Single by Girlicious

from the album Girlicious
- A-side: "Like Me"
- Released: April 22, 2008
- Recorded: 2008
- Genre: Electropop; hip hop;
- Length: 3:08
- Label: Geffen
- Songwriters: Beau Dozier; Stefanie Ridel;
- Producers: Beau Dozier; Stefanie Ridel;

Girlicious singles chronology
| "Like Me" (2008) | "Stupid Shit" (2008) | "Baby Doll" (2008) |

= Stupid Shit =

"Stupid Shit" is the second single from the American girl group Girlicious's debut self-titled studio album, Girlicious (2008). It was digitally released to iTunes on April 22, 2008, in the United States and Canada. After the departure of Tiffanie Anderson, Nichole Cordova started performing her parts.

==Chart performance==
Without being sent to radio, the single debuted at number 20 on the Canadian Hot 100 solely from digital downloads before finally dropping off after ten weeks.

→ **Exercise directions**
Copy the song article's part that begins with the words "Girlicious singles chronology" and ends with "performing her parts.", swapping "departure" for "exit".

→ **Record extracts**
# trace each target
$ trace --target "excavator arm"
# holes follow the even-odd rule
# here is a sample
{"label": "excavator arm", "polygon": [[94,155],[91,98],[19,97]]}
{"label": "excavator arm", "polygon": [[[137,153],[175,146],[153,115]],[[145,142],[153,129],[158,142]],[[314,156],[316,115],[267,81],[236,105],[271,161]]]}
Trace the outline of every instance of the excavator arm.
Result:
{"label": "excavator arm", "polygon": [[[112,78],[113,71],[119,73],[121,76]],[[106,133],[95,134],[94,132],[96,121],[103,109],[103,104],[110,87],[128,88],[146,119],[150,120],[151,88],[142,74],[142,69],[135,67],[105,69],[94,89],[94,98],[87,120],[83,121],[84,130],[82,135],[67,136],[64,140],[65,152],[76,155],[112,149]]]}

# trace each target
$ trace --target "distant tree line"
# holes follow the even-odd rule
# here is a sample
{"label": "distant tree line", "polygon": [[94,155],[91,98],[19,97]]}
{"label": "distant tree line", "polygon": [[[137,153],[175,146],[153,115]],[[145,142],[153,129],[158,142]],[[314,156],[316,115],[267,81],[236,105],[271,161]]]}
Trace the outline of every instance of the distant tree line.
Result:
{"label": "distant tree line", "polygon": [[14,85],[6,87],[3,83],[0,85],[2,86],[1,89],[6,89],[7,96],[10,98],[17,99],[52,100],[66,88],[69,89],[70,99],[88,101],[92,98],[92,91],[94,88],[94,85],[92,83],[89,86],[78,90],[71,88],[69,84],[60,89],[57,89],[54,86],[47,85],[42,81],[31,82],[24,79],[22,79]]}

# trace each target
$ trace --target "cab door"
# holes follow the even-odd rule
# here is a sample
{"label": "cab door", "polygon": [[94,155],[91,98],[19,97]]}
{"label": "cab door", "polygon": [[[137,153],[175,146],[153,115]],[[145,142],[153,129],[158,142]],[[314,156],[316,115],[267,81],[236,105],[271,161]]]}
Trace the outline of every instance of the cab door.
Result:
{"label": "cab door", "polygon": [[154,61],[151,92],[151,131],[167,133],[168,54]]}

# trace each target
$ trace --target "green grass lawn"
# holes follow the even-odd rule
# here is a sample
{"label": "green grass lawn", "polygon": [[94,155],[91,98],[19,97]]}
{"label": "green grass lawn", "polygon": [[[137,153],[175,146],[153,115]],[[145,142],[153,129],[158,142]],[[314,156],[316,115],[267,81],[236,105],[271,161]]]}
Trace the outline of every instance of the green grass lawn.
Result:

→ **Response**
Girlicious singles chronology
| "Like Me" (2008) | "Stupid Shit" (2008) | "Baby Doll" (2008) |

= Stupid Shit =

"Stupid Shit" is the second single from the American girl group Girlicious's debut self-titled studio album, Girlicious (2008). It was digitally released to iTunes on April 22, 2008, in the United States and Canada. After the exit of Tiffanie Anderson, Nichole Cordova started performing her parts.